Dataset items on object locations
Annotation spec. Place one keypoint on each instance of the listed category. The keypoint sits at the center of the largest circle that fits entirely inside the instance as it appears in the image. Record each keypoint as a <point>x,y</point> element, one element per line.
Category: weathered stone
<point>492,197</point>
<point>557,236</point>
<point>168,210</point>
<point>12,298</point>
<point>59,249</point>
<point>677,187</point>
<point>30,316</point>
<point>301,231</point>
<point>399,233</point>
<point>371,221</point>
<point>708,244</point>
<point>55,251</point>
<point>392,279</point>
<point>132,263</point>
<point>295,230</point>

**EXERCISE INSTRUCTIONS**
Convert each line of the items above into a Markdown table with two columns, Row and Line. Number every row and skip any blank lines.

**FULL OUTPUT**
| Row | Line |
|---|---|
| 1 | Annotation spec. Place one keypoint on each instance of the listed category. The keypoint sits at the center of the largest circle that fits entirely inside the instance as it appears in the image. Record each keypoint as a <point>x,y</point> element, one element per line. |
| 2 | Category: weathered stone |
| 3 | <point>492,197</point> |
| 4 | <point>557,236</point> |
| 5 | <point>168,210</point> |
| 6 | <point>12,298</point> |
| 7 | <point>59,249</point> |
| 8 | <point>677,187</point> |
| 9 | <point>30,316</point> |
| 10 | <point>301,231</point> |
| 11 | <point>399,233</point> |
| 12 | <point>371,221</point> |
| 13 | <point>708,244</point> |
| 14 | <point>55,251</point> |
| 15 | <point>392,279</point> |
| 16 | <point>132,263</point> |
| 17 | <point>295,230</point> |